[CHALLENGE A]
Please format the records as a JSON list of strings, one string per line and no blank lines. Include the records from the line containing "the white column" through the final line of the records.

[EXCERPT TO READ]
+ + + +
35mm Photography

My aunt Lydia had a snap-shot camera and liked to take pictures.  There’s a memorable picture of me on my first day of school in 1950 posing in my new clothes and a “bolsillo” book bag, in the middle of the street, with my tia’s shadow all over me, as if passing on the camera bug to me.  Early on, tia Lydia gifted me a Kodak Brownie camera and I embarked on my own photographic journey.  I liked taking pictures and, years later, as a young man, I got my first 35MM camera, a clunky Argus, shaped like a brick….you had to cock the thing to take a picture, and it let out a loud p’ting when fired.

It was not until I was in Korea during my 18-month Army stint (1970-1971) as a draftee that I got my first professional 35MM SLR camera, a Nikon FTN….these could be bought cheap at the PX and even in Japan, just across the Korea Strait, where I went on leave a couple of times.  Japan was going through a tech revolution and by the time I came home, I had two Nikon FTNs, some excellent Nikkor lenses, and an array of sophisticated stereo components, so unlike the clunky American counterparts.  And I had learned to process film and make B&W prints at the Army Post craft shop darkroom, tutored by the Koreans in charge.  Rolling Stone Magazine, then in B&W newsprint tabloid format, could sometimes be found on the post and I was very impressed and influenced by Annie Leibovitz’s cool photography.  Other influences would later come my way, especially Eugene W. Smith and Richard Avedon.
+ + + +
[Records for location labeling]
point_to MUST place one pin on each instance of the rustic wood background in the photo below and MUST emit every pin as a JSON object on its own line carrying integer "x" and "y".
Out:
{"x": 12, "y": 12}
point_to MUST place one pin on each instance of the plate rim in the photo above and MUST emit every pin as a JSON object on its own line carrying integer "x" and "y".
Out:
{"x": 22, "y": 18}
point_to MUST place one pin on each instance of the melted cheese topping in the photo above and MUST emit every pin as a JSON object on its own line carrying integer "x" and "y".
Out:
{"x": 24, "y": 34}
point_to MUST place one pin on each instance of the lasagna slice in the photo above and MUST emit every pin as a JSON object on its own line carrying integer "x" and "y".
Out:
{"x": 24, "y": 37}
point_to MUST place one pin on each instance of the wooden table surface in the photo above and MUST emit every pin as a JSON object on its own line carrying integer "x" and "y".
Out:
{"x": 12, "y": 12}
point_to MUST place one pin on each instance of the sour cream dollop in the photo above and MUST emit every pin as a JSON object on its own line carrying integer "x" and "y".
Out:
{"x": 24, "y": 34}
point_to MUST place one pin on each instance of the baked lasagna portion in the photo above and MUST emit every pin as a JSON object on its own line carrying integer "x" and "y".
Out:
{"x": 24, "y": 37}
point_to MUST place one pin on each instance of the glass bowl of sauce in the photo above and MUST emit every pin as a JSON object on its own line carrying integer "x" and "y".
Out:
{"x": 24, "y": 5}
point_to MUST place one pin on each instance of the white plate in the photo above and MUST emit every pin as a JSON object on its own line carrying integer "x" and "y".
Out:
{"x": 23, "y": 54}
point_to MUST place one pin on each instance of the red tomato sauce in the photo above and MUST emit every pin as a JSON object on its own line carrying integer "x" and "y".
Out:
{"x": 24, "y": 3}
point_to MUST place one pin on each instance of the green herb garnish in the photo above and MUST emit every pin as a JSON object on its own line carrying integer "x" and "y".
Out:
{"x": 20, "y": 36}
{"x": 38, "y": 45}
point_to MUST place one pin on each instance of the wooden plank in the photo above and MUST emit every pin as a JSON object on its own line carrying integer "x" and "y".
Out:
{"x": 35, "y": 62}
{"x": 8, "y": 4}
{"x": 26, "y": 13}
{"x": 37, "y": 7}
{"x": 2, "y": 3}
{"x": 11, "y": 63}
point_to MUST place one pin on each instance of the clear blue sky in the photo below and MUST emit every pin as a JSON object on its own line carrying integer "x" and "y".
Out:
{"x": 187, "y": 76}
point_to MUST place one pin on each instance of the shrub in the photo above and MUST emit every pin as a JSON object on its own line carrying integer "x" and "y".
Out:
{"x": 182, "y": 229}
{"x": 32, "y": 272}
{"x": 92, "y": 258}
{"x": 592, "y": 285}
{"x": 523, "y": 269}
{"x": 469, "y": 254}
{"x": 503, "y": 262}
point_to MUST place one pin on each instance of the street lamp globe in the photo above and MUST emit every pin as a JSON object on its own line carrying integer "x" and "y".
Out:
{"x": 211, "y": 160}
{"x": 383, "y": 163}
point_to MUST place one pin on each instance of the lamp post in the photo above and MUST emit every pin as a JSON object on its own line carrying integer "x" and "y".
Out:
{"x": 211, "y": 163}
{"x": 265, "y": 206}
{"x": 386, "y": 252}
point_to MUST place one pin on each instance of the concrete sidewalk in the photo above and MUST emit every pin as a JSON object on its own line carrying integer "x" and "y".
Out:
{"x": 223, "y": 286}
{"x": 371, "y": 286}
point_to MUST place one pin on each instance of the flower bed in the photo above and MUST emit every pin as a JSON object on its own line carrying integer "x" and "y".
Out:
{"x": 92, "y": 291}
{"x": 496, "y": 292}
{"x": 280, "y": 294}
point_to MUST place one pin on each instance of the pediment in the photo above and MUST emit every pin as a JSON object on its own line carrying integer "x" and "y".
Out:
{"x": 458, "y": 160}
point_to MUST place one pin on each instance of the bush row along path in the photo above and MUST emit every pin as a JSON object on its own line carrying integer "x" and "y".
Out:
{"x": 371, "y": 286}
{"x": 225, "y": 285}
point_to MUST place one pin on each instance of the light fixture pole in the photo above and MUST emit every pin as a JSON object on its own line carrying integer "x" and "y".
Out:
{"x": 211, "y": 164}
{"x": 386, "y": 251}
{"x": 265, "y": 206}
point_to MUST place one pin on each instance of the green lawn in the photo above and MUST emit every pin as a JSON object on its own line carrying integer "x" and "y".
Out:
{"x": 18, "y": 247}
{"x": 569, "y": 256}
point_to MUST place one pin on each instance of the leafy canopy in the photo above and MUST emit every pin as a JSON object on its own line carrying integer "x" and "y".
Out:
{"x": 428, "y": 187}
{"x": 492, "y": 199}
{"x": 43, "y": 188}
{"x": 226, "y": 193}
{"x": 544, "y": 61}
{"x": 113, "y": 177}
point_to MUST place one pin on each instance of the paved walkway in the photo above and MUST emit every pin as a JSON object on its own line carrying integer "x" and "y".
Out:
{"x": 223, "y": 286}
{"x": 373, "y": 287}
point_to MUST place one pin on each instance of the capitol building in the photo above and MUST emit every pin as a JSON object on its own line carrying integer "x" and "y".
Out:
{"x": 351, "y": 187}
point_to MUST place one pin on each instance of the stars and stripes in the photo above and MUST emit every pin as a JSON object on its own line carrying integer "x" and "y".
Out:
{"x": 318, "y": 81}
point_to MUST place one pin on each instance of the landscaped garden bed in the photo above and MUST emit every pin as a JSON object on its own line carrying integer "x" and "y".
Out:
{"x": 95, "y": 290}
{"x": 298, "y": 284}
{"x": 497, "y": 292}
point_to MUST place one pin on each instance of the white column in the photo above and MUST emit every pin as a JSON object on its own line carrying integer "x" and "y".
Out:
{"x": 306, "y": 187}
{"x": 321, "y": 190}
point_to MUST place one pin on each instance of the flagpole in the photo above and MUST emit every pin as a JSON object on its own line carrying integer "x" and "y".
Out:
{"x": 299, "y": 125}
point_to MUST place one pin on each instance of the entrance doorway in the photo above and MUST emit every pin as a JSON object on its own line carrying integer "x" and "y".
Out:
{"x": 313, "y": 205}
+ + + +
[CHALLENGE B]
Copy out the 35mm Photography text verbatim, from "My aunt Lydia" to "p’ting when fired.".

[FINAL RESULT A]
[
  "point_to MUST place one pin on each instance of the white column in the photo above and MUST emit every pin as a JSON object on its own line carrying integer \"x\" and \"y\".",
  "Out:",
  "{\"x\": 306, \"y\": 187}",
  "{\"x\": 321, \"y\": 190}",
  "point_to MUST place one pin on each instance of the flagpole in the photo above and MUST emit every pin as a JSON object on its own line carrying integer \"x\" and \"y\".",
  "Out:",
  "{\"x\": 299, \"y\": 125}",
  "point_to MUST place one pin on each instance of the entrance doorway in the photo above and MUST emit every pin as a JSON object on its own line carrying integer \"x\" and \"y\".",
  "Out:",
  "{\"x\": 313, \"y\": 205}"
]

[FINAL RESULT B]
My aunt Lydia had a snap-shot camera and liked to take pictures.  There’s a memorable picture of me on my first day of school in 1950 posing in my new clothes and a “bolsillo” book bag, in the middle of the street, with my tia’s shadow all over me, as if passing on the camera bug to me.  Early on, tia Lydia gifted me a Kodak Brownie camera and I embarked on my own photographic journey.  I liked taking pictures and, years later, as a young man, I got my first 35MM camera, a clunky Argus, shaped like a brick….you had to cock the thing to take a picture, and it let out a loud p’ting when fired.